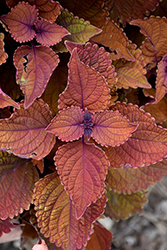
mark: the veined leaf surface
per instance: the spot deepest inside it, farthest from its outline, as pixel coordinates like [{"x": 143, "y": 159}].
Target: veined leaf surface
[
  {"x": 86, "y": 87},
  {"x": 56, "y": 214},
  {"x": 82, "y": 168},
  {"x": 113, "y": 37},
  {"x": 97, "y": 58},
  {"x": 67, "y": 124},
  {"x": 20, "y": 21},
  {"x": 5, "y": 101},
  {"x": 147, "y": 145},
  {"x": 49, "y": 33},
  {"x": 80, "y": 31},
  {"x": 3, "y": 55},
  {"x": 111, "y": 128},
  {"x": 17, "y": 180},
  {"x": 24, "y": 132}
]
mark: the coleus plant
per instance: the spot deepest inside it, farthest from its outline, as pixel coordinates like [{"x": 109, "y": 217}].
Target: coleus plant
[{"x": 80, "y": 141}]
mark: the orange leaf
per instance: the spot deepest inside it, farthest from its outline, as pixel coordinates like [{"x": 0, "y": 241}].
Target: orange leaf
[
  {"x": 86, "y": 87},
  {"x": 3, "y": 55},
  {"x": 56, "y": 214},
  {"x": 129, "y": 180},
  {"x": 121, "y": 206},
  {"x": 97, "y": 58},
  {"x": 147, "y": 145},
  {"x": 24, "y": 132},
  {"x": 5, "y": 226},
  {"x": 113, "y": 37},
  {"x": 80, "y": 30},
  {"x": 155, "y": 46},
  {"x": 41, "y": 246},
  {"x": 39, "y": 164},
  {"x": 82, "y": 168},
  {"x": 47, "y": 8},
  {"x": 161, "y": 81},
  {"x": 111, "y": 128},
  {"x": 56, "y": 84},
  {"x": 100, "y": 239},
  {"x": 131, "y": 74},
  {"x": 129, "y": 9},
  {"x": 157, "y": 110},
  {"x": 17, "y": 179},
  {"x": 89, "y": 10},
  {"x": 5, "y": 101},
  {"x": 41, "y": 62},
  {"x": 67, "y": 124}
]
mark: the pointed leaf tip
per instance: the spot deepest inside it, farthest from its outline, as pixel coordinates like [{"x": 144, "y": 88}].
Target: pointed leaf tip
[
  {"x": 67, "y": 124},
  {"x": 111, "y": 128},
  {"x": 147, "y": 145},
  {"x": 86, "y": 87},
  {"x": 20, "y": 21},
  {"x": 3, "y": 55},
  {"x": 17, "y": 181},
  {"x": 161, "y": 81},
  {"x": 49, "y": 33},
  {"x": 5, "y": 101},
  {"x": 56, "y": 214},
  {"x": 24, "y": 132},
  {"x": 82, "y": 168}
]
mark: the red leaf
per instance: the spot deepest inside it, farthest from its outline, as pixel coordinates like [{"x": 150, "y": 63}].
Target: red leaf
[
  {"x": 5, "y": 101},
  {"x": 47, "y": 8},
  {"x": 56, "y": 214},
  {"x": 39, "y": 164},
  {"x": 49, "y": 33},
  {"x": 41, "y": 62},
  {"x": 100, "y": 239},
  {"x": 3, "y": 55},
  {"x": 24, "y": 132},
  {"x": 111, "y": 128},
  {"x": 17, "y": 178},
  {"x": 86, "y": 87},
  {"x": 97, "y": 58},
  {"x": 67, "y": 124},
  {"x": 113, "y": 37},
  {"x": 147, "y": 145},
  {"x": 20, "y": 20},
  {"x": 41, "y": 246},
  {"x": 82, "y": 168},
  {"x": 5, "y": 226},
  {"x": 161, "y": 81}
]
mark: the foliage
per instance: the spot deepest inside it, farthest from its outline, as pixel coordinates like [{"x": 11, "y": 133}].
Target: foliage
[{"x": 82, "y": 116}]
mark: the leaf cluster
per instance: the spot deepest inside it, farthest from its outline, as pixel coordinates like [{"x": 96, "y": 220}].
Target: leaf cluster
[{"x": 83, "y": 114}]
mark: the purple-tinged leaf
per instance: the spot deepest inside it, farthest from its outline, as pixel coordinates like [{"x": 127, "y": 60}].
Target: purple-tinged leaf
[
  {"x": 5, "y": 101},
  {"x": 20, "y": 21},
  {"x": 82, "y": 168},
  {"x": 86, "y": 88},
  {"x": 67, "y": 124},
  {"x": 49, "y": 33},
  {"x": 111, "y": 128}
]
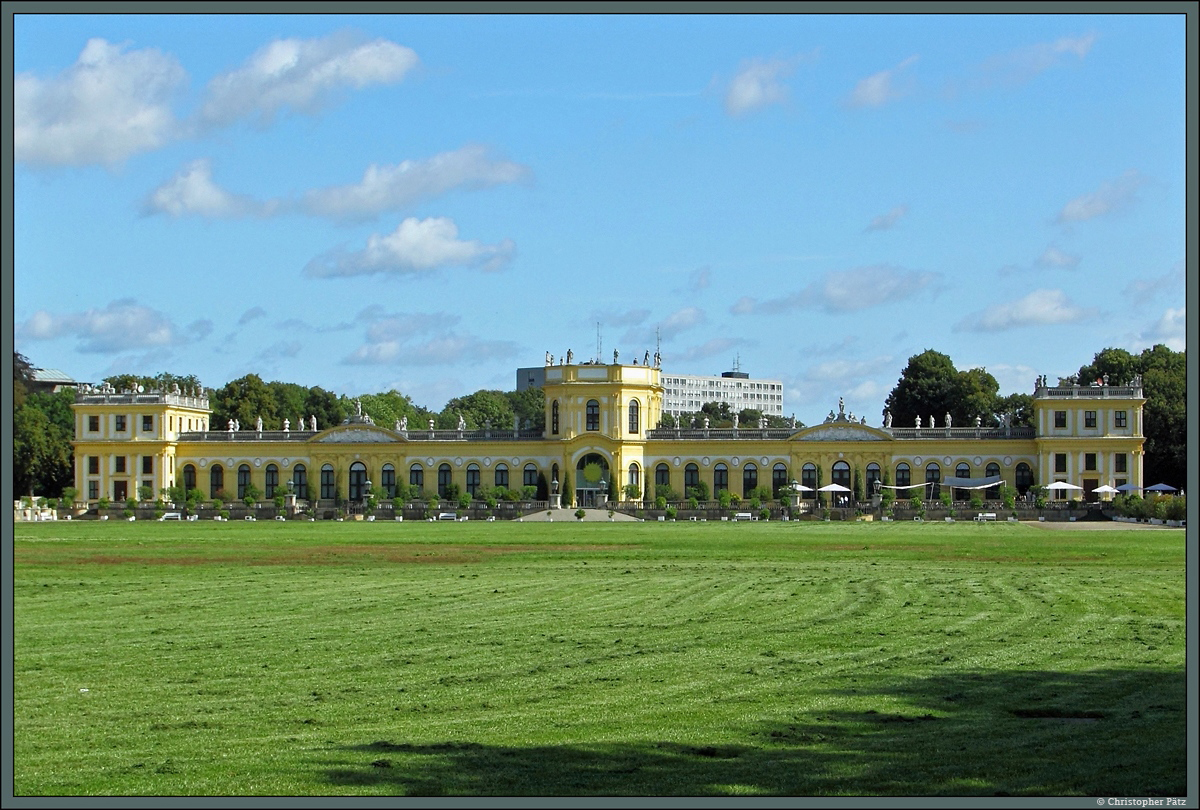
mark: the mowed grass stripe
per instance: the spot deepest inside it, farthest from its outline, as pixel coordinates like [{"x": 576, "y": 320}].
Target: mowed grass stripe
[{"x": 598, "y": 659}]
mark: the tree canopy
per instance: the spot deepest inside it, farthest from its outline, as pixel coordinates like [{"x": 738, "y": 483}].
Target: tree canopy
[
  {"x": 1164, "y": 381},
  {"x": 930, "y": 387}
]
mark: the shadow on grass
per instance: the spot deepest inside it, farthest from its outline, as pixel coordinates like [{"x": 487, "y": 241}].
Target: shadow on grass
[{"x": 1116, "y": 732}]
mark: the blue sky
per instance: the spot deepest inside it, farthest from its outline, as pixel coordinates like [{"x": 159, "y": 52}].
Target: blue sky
[{"x": 426, "y": 203}]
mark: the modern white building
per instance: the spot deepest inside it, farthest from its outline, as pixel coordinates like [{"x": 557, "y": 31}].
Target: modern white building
[{"x": 688, "y": 393}]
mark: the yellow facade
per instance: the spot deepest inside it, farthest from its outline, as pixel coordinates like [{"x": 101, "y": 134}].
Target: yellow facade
[{"x": 1087, "y": 436}]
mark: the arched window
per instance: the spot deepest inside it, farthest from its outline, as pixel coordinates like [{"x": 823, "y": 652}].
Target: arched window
[
  {"x": 809, "y": 477},
  {"x": 358, "y": 481},
  {"x": 1024, "y": 478},
  {"x": 993, "y": 491},
  {"x": 934, "y": 477},
  {"x": 961, "y": 471},
  {"x": 300, "y": 481},
  {"x": 778, "y": 479},
  {"x": 840, "y": 473},
  {"x": 749, "y": 480},
  {"x": 216, "y": 480},
  {"x": 873, "y": 475}
]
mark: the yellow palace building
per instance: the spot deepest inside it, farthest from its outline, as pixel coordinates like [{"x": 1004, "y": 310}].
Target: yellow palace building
[{"x": 605, "y": 414}]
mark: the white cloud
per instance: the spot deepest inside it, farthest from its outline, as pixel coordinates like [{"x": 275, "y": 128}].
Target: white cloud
[
  {"x": 846, "y": 291},
  {"x": 1055, "y": 258},
  {"x": 667, "y": 329},
  {"x": 1042, "y": 306},
  {"x": 192, "y": 191},
  {"x": 1110, "y": 197},
  {"x": 757, "y": 84},
  {"x": 883, "y": 87},
  {"x": 391, "y": 187},
  {"x": 1170, "y": 330},
  {"x": 121, "y": 325},
  {"x": 415, "y": 246},
  {"x": 888, "y": 220},
  {"x": 423, "y": 340},
  {"x": 108, "y": 106},
  {"x": 251, "y": 315},
  {"x": 1024, "y": 64},
  {"x": 301, "y": 75},
  {"x": 708, "y": 349},
  {"x": 1143, "y": 291}
]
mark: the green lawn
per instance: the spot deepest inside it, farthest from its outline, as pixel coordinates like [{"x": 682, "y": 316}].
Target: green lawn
[{"x": 598, "y": 659}]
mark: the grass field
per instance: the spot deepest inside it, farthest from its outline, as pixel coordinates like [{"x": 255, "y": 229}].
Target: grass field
[{"x": 597, "y": 659}]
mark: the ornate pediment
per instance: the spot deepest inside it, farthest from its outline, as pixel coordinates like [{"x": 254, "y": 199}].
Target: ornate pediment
[
  {"x": 841, "y": 433},
  {"x": 357, "y": 436}
]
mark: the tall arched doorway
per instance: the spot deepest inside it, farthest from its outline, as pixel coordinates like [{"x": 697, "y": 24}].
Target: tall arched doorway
[{"x": 593, "y": 483}]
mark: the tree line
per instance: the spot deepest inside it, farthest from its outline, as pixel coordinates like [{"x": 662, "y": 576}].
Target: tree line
[{"x": 929, "y": 385}]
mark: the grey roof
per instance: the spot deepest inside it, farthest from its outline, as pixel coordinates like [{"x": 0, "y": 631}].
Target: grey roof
[{"x": 51, "y": 376}]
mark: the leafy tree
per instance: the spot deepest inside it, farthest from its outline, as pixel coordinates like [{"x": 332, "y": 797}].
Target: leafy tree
[
  {"x": 41, "y": 454},
  {"x": 479, "y": 408},
  {"x": 528, "y": 406},
  {"x": 1164, "y": 385},
  {"x": 22, "y": 376},
  {"x": 719, "y": 414},
  {"x": 161, "y": 382},
  {"x": 57, "y": 408},
  {"x": 325, "y": 406}
]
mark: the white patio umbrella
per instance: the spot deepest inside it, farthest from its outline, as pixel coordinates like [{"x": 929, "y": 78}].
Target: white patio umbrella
[{"x": 833, "y": 487}]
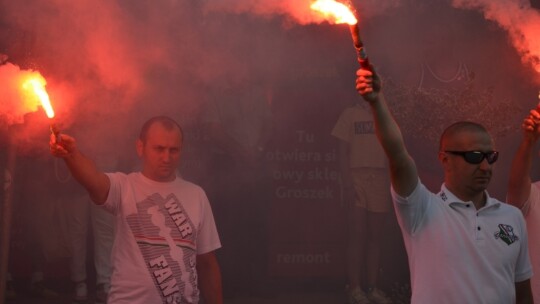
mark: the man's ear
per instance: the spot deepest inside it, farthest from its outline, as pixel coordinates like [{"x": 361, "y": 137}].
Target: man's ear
[
  {"x": 443, "y": 157},
  {"x": 139, "y": 145}
]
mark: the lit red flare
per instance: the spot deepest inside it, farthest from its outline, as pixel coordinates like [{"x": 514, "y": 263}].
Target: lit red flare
[
  {"x": 334, "y": 11},
  {"x": 36, "y": 85}
]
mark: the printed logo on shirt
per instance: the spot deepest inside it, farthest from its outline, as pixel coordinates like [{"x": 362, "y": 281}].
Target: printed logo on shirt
[
  {"x": 506, "y": 234},
  {"x": 166, "y": 239},
  {"x": 364, "y": 127}
]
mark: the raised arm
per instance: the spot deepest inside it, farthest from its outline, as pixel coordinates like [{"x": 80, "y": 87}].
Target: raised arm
[
  {"x": 83, "y": 169},
  {"x": 209, "y": 278},
  {"x": 404, "y": 175},
  {"x": 519, "y": 185}
]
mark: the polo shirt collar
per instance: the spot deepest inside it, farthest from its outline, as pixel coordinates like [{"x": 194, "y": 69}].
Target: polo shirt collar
[{"x": 449, "y": 198}]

============

Exercise task:
Write out the lines above, starting at the line that contains "mark: the man's ear" and ending with the final line, and nothing else; copy them exactly.

Exercise solution:
mark: the man's ear
per instance: the spot deepest inside it, farthest from its outline, as pixel coordinates like [{"x": 361, "y": 137}].
Target: man's ear
[
  {"x": 443, "y": 157},
  {"x": 139, "y": 145}
]
mark: the lit red flare
per instance: the spot deepest inside it, farthest from its outline, as pixel coordinates like [{"x": 514, "y": 263}].
Target: lit red flare
[
  {"x": 334, "y": 11},
  {"x": 36, "y": 85}
]
mark: the printed logo on shirt
per instance: the spot deepest inside it, farthest from its outline, as pixel coordinates like [{"x": 362, "y": 281}].
Target: printed logo on shirt
[
  {"x": 506, "y": 234},
  {"x": 166, "y": 239},
  {"x": 364, "y": 127}
]
mark: the raised arm
per instance: the spot deepest inside it, farthest from its outline, as pixel coordinates like [{"x": 80, "y": 87}].
Target: raised arm
[
  {"x": 83, "y": 169},
  {"x": 209, "y": 278},
  {"x": 404, "y": 175},
  {"x": 519, "y": 185}
]
mark: the polo shirt collar
per instance: the spot deepest inside it, farthest from its outline, as pixel coordinates like [{"x": 194, "y": 69}].
Target: polo shirt collar
[{"x": 449, "y": 198}]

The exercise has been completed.